- Given passage:
□ □ □ □ □
Stormy seas, rocky shores, waves crashing, black skies and starless nights – such calamities awaited sailors before there were lighthouses built to guide them safely into port. Some days I feel like the only things out there facing me are stormy seas that I cannot see how to navigate through. I search for my lighthouse beacon and I cannot seem to locate it. Do you ever have days and nights like that?
I’ll get frustrated and rant and rave in my brain because I do not understand why such bad things happen to a good person. I am a good person, I do the right thing even when it causes me pain. I live and play by the rules because I think those rules are there for a reason. Yep, I am a rule follower. If it says “No Left Turn”, then I drive out of my way to turn left where there IS a left turn allowed. If I know I’m exiting the freeway in a mile, I’ll go ahead and move over to the right in preparation. I do NOT cut in at the last minute.
“Why do bad things happen to good people?” I’ve heard that expression my entire life and have never heard an answer to it. My friends have lost their husbands, really good and loving men, to cancer and I wonder why? I look around and see men my age leaving their beautiful wives, women my age, for younger models and I wonder why? Last year my city was heartbroken when three young children were left as orphans when both their parents were killed in an automobile collision coming home from a family vacation and we were left to wonder why? What had these children done to deserve this?
The answer? Absolutely nothing. Sometimes there are no clear cut answers to why things happen. We can totally drive ourselves crazy trying to figure out the “why” when there really isn’t an answer. I believe in a higher being, and I have to believe that he/she knows the “why” and it just hasn’t become clear to me yet. That higher being has to be my lighthouse beacon in the dark, helping me to find a safe port in any storm that life may throw at me. I believe I would call that having “faith” that I can get through anything that’s thrown at me.
So I will continue to follow the rules, and I will still always try to do the right thing because it brings a certain stability to my life that I need. But fair warning, if you try to cut me off at the last minute to make your exit and you haven’t waited your turn in line, I just may not let you in – – – just sayin’!
There’s a wonderful book, “When Bad Things Happen to Good People” by Rabbi Kushner who lost his son that you should read. It was written many years ago, but still very pertinent in this day and age.
□ □ □ □ □
- To do:
1) For each statement, say whether it agrees with the essay on why bad things happen to good people, and quote the words from the essay that decide it. (a) The writer moves into the right lane well before a freeway exit. (b) The writer holds that a clear answer to why bad things happen can always be found. (c) The book by Rabbi Kushner was written recently.
2) List every calamity that the essay on why bad things happen to good people says awaited sailors before lighthouses were built.
The records are not needed for anything here.
□ □ □ □ □
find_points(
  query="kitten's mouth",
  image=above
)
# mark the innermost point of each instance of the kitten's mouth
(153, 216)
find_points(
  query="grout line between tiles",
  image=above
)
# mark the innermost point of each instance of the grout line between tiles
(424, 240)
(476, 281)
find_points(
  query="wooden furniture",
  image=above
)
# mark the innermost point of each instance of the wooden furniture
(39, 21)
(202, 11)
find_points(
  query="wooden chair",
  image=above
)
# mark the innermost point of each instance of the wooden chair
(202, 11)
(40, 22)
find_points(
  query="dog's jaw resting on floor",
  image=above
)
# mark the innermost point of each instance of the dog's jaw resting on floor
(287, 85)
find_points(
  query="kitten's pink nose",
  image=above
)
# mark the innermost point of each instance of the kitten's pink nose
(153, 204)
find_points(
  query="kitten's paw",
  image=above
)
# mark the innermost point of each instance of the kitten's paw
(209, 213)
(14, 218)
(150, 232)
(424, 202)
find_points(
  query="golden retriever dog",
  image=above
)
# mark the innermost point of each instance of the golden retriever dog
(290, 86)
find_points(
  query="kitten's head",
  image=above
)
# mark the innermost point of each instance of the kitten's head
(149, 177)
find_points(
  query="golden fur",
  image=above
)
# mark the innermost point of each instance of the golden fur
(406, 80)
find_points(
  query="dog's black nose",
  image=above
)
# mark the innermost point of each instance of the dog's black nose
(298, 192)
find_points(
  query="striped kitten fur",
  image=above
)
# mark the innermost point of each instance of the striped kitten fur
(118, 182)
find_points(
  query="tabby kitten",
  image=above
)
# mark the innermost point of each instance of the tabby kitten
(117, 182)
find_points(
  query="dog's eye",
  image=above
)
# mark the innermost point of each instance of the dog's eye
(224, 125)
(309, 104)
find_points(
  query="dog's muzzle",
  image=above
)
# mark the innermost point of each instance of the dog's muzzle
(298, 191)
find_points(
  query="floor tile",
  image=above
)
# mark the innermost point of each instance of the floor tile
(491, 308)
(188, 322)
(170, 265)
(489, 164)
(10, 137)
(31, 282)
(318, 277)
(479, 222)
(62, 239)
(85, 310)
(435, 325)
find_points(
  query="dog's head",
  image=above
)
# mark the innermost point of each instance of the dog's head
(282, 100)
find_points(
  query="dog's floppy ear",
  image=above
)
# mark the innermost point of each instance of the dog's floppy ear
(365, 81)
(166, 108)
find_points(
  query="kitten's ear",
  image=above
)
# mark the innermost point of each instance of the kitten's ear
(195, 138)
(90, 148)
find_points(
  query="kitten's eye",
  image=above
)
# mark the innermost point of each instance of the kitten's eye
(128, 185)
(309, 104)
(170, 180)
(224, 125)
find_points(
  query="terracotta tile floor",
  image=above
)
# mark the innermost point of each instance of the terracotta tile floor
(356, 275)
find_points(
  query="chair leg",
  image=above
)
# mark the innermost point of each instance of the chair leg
□ □ □ □ □
- Answers below:
1)
(a) Yes: "If I know I’m exiting the freeway in a mile, I’ll go ahead and move over to the right in preparation."
(b) No: "Sometimes there are no clear cut answers to why things happen."
(c) No: "It was written many years ago, but still very pertinent in this day and age."

2)
- stormy seas
- rocky shores
- waves crashing
- black skies
- starless nights